### Description of the task
The line containing "positive clicks: (283, 72)" marks the end: copy exactly every line from the start of the records below up to and including it, leaving out pictures.

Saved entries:
# # # # #

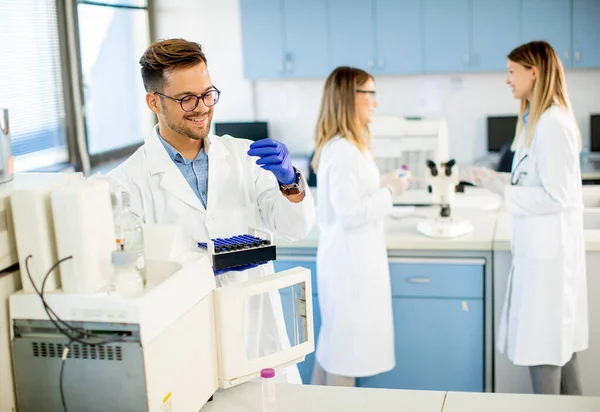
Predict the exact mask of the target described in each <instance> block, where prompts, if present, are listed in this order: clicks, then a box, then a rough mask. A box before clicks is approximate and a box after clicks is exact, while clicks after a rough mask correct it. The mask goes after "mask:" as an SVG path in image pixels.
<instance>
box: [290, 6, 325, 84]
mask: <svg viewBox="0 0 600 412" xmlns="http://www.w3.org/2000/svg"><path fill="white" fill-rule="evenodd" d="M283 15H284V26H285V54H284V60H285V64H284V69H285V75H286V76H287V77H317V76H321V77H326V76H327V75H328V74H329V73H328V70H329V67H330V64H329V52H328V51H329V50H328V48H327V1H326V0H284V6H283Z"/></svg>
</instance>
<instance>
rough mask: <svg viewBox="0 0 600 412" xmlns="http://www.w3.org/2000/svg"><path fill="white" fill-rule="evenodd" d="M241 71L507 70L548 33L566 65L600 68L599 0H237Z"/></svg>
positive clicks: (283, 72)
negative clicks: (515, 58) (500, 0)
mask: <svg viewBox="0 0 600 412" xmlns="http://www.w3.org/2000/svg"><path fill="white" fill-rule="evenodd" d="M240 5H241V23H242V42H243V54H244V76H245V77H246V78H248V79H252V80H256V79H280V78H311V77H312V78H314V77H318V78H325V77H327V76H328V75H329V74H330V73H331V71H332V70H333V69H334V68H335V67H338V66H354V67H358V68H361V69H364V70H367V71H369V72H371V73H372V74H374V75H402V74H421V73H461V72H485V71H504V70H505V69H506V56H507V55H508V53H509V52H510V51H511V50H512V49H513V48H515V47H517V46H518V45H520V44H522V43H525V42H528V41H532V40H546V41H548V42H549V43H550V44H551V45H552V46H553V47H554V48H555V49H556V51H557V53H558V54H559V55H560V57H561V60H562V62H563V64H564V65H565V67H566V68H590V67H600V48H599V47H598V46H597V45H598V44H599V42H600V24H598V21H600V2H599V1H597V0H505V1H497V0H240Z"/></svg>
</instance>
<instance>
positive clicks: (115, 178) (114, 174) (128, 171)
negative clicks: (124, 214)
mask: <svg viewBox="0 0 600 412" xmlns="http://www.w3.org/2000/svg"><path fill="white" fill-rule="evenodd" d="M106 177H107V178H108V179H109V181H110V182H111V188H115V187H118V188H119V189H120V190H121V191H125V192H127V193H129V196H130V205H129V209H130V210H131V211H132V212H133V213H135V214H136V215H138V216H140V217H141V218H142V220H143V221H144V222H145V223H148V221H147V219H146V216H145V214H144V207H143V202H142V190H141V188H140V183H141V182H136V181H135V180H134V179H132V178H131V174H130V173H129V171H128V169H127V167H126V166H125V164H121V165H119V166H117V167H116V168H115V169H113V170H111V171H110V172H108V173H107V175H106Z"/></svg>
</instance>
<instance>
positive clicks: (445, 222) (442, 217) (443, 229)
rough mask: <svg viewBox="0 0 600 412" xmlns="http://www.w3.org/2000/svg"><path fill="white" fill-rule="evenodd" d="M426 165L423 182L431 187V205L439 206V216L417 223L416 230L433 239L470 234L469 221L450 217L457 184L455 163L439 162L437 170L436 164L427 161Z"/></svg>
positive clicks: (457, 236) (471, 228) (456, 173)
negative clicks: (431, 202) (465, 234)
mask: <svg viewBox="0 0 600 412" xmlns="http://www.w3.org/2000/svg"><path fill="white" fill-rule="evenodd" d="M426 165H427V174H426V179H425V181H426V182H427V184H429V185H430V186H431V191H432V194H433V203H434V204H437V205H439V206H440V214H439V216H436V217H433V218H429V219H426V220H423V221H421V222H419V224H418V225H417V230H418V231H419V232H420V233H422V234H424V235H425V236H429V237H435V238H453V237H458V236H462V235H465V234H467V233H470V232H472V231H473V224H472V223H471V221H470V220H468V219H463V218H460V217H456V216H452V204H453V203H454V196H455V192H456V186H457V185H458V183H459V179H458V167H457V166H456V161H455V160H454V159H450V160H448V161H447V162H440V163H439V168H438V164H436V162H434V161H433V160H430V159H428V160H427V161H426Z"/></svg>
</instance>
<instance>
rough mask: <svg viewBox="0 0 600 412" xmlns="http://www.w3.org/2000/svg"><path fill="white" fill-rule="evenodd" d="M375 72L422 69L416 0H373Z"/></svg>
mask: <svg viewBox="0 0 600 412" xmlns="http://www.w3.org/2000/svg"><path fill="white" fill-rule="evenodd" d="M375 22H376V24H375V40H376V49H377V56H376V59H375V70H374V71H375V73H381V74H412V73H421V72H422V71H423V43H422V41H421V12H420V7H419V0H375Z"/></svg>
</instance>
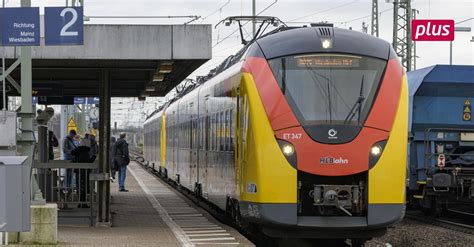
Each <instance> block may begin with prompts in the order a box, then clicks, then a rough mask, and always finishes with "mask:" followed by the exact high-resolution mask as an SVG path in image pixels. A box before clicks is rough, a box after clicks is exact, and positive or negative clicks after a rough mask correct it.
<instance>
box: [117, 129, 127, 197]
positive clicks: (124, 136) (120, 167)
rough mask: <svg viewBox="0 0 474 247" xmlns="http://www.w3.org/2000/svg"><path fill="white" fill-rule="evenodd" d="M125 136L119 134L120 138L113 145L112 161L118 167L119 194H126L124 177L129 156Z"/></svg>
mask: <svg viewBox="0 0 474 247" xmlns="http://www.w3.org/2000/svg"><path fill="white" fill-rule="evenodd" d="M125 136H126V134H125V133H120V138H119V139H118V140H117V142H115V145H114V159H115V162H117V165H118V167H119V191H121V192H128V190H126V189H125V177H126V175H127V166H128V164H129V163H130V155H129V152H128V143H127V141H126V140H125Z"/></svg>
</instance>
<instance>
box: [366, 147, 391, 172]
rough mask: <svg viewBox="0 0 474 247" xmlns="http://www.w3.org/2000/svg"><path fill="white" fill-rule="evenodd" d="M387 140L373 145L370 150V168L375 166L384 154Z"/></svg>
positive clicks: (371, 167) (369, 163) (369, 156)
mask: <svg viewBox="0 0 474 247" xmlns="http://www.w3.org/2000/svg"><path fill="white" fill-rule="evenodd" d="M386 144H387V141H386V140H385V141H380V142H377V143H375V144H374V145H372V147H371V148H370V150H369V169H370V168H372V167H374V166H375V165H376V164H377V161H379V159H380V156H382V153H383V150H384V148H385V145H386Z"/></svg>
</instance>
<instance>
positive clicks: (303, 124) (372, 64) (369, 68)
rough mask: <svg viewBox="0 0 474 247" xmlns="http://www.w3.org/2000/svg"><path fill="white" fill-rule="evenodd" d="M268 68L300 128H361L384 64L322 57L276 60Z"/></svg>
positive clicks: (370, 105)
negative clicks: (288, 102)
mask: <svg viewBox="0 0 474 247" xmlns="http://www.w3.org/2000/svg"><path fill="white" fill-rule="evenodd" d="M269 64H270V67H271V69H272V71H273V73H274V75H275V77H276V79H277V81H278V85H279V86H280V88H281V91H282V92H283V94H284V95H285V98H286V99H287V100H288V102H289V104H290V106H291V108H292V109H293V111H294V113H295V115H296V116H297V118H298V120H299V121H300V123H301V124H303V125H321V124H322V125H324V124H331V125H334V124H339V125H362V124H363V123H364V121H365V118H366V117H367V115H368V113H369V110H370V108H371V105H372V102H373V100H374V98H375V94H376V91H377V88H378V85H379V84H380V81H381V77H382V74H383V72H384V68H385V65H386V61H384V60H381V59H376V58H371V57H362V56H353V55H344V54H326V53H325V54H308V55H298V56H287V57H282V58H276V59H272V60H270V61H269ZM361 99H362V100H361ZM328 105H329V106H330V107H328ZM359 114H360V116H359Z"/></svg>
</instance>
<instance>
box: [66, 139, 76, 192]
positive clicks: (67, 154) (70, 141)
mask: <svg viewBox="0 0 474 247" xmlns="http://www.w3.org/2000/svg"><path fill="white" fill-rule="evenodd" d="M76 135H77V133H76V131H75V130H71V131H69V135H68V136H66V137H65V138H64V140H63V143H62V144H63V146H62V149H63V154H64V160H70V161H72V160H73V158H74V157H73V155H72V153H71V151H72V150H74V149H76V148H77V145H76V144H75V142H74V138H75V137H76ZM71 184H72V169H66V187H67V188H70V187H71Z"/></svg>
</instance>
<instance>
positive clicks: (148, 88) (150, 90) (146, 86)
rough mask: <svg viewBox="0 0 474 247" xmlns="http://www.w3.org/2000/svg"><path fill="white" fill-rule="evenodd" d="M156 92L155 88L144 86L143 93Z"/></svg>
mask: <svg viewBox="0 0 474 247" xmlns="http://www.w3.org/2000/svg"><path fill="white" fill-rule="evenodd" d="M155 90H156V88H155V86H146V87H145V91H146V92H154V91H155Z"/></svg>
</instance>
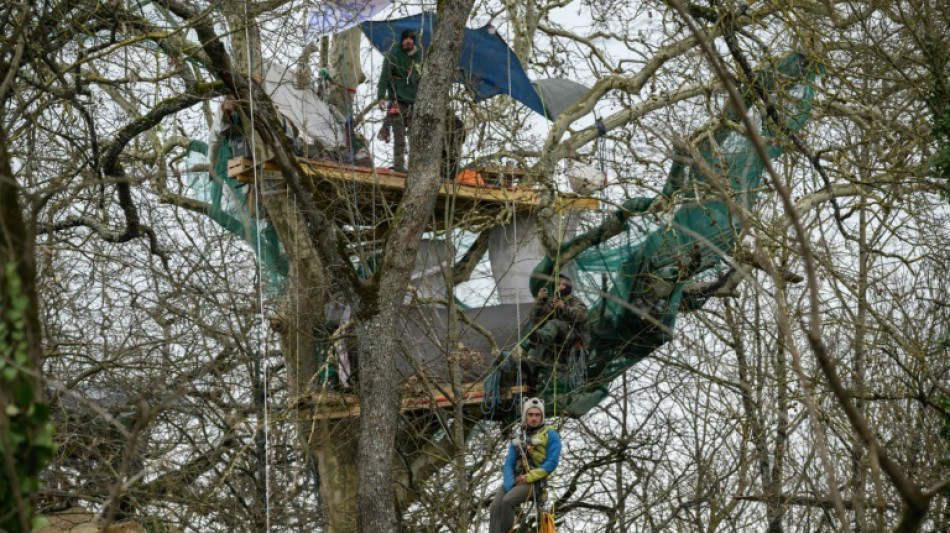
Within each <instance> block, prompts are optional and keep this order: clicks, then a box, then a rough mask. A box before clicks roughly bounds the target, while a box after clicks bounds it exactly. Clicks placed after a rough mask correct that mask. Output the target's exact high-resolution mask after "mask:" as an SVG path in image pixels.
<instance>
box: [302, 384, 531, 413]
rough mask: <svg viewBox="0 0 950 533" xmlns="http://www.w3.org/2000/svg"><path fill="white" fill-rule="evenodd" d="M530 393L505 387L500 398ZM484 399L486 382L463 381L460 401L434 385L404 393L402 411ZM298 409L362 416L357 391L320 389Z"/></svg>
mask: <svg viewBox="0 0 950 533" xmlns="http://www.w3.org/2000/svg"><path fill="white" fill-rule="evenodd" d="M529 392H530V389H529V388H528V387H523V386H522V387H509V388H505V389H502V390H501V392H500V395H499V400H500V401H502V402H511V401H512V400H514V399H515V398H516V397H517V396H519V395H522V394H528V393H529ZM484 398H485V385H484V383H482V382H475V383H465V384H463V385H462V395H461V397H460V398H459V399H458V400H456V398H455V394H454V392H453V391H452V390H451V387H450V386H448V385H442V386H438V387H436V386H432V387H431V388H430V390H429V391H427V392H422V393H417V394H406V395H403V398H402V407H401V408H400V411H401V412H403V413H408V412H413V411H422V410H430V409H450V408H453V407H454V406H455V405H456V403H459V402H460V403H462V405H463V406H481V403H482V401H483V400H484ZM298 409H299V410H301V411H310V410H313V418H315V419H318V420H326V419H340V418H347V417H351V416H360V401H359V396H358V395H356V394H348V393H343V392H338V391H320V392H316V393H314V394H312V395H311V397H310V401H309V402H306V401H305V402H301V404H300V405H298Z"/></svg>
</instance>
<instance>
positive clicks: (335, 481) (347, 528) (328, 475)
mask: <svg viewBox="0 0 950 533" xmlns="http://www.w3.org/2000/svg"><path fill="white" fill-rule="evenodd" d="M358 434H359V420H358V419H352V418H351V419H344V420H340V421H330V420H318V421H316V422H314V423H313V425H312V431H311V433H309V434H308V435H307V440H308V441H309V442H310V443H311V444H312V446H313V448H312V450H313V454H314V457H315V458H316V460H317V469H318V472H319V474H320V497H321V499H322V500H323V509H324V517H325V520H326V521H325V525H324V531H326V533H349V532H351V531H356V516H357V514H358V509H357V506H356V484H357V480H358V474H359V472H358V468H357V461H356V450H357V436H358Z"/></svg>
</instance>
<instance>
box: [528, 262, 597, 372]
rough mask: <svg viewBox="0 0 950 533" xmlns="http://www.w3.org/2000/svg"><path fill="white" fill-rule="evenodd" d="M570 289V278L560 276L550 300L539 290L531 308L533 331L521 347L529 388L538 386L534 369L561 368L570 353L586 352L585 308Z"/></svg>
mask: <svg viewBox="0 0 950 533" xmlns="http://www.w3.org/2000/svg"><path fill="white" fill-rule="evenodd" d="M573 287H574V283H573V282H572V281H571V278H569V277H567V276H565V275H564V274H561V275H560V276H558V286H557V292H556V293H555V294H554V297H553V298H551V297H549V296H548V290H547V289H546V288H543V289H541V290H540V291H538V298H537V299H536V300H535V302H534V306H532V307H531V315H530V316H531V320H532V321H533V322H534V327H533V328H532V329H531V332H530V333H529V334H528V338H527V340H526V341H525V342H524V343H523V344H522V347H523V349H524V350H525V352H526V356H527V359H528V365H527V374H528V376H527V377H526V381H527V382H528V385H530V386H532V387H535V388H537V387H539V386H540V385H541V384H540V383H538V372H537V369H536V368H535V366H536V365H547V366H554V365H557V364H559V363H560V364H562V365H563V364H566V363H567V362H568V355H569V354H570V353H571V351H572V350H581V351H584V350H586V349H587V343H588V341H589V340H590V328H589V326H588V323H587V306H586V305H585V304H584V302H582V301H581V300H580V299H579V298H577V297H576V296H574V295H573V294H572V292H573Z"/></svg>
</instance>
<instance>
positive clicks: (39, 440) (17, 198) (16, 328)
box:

# # # # #

### Written answer
Predict the exact mask of the target described in each <instance> block, where prompts, if present, are listed in this order: clicks, then a box, then a rough mask. A box before clicks is approximate and a box after clicks is exact, while clicks after a rough mask correct it. The mask goes after "mask:" as an SVG path in image pixels.
<instance>
box: [290, 6, 325, 84]
mask: <svg viewBox="0 0 600 412" xmlns="http://www.w3.org/2000/svg"><path fill="white" fill-rule="evenodd" d="M283 15H284V26H285V54H284V60H285V64H284V69H285V75H286V76H287V77H317V76H321V77H326V76H327V75H328V74H329V73H328V70H329V67H330V64H329V52H328V51H329V50H328V48H327V1H326V0H284V6H283Z"/></svg>
</instance>
<instance>
rough mask: <svg viewBox="0 0 600 412" xmlns="http://www.w3.org/2000/svg"><path fill="white" fill-rule="evenodd" d="M241 71L507 70L548 33L566 65L600 68L599 0H237Z"/></svg>
positive clicks: (283, 72)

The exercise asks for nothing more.